**MATERIAL TO PROCESS**
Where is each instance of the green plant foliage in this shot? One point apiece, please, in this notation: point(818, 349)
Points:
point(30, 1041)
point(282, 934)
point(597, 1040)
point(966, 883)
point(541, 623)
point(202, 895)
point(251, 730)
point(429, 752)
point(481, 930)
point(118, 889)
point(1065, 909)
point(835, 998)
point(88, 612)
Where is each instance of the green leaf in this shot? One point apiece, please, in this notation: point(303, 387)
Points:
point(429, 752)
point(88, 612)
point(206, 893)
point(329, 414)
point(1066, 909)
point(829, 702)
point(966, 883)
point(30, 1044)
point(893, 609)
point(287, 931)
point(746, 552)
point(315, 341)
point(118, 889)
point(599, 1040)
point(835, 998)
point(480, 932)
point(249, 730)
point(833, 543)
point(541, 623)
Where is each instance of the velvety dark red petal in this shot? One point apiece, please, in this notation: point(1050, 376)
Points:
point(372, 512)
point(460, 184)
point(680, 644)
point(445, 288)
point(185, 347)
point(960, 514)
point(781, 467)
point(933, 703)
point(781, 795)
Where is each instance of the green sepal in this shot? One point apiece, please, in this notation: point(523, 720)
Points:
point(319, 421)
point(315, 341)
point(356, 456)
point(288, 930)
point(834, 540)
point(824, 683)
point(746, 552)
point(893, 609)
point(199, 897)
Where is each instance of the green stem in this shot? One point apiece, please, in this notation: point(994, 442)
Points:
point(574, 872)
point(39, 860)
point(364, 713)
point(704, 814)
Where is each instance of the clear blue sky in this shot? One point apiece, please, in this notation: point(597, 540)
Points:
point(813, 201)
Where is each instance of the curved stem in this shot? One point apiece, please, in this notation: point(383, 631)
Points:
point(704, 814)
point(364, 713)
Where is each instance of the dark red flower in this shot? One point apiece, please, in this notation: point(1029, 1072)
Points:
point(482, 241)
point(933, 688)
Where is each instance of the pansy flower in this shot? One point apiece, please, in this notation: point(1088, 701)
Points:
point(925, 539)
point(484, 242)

**PROBLEM TO SOLVE**
Can you convert every line of the entries above into one numbered list, leaving out any blank lines?

**FINISHED EXERCISE**
1. Where is each instance of the green plant foliage in this shot? One point apiece, please, in this notation: point(818, 349)
2. Points:
3. point(30, 1041)
4. point(282, 934)
5. point(597, 1040)
6. point(966, 883)
7. point(541, 623)
8. point(202, 895)
9. point(251, 730)
10. point(429, 752)
11. point(481, 930)
12. point(118, 889)
13. point(1065, 909)
14. point(835, 998)
15. point(88, 612)
16. Where is each instance of the green leaf in this shot? One point apiece, please, in this notation: point(303, 387)
17. Points:
18. point(429, 752)
19. point(88, 612)
20. point(206, 893)
21. point(329, 414)
22. point(1066, 909)
23. point(829, 702)
24. point(966, 883)
25. point(30, 1044)
26. point(893, 609)
27. point(287, 931)
28. point(746, 552)
29. point(315, 341)
30. point(118, 889)
31. point(599, 1040)
32. point(835, 998)
33. point(480, 932)
34. point(249, 730)
35. point(833, 543)
36. point(541, 623)
37. Where is each instance of the velvety dark red petal in this shot? One point apiece, please, in this notation: point(1050, 376)
38. Points:
39. point(372, 512)
40. point(460, 184)
41. point(680, 644)
42. point(445, 288)
43. point(185, 347)
44. point(960, 514)
45. point(781, 467)
46. point(933, 703)
47. point(781, 795)
48. Where is each instance of the green sepal in this shot? One point apiece, please, in this notation: point(523, 720)
49. Points:
50. point(319, 421)
51. point(315, 341)
52. point(356, 456)
53. point(288, 930)
54. point(834, 540)
55. point(824, 683)
56. point(746, 552)
57. point(893, 609)
58. point(199, 897)
59. Where is each instance of the green stem in this shot? One point apiece, please, in this notation: point(994, 442)
60. Points:
61. point(574, 872)
62. point(39, 860)
63. point(364, 713)
64. point(704, 814)
65. Where is each instance of the clear blue sky in this shot? One point apiece, please, in this notation: point(597, 540)
66. Points:
67. point(813, 201)
68. Where is each instance of the curved stem in this shot? One point apiece, please, in this notation: point(383, 631)
69. Points:
70. point(704, 814)
71. point(364, 713)
72. Where is each instance of the dark red flower in this shot? One point apiece, please, in this notation: point(1029, 1072)
73. Points:
74. point(482, 241)
75. point(933, 688)
76. Where is each instance of the pansy flower in this shot? One point apiece, please, in this notation: point(1088, 701)
77. Points:
78. point(925, 539)
79. point(484, 242)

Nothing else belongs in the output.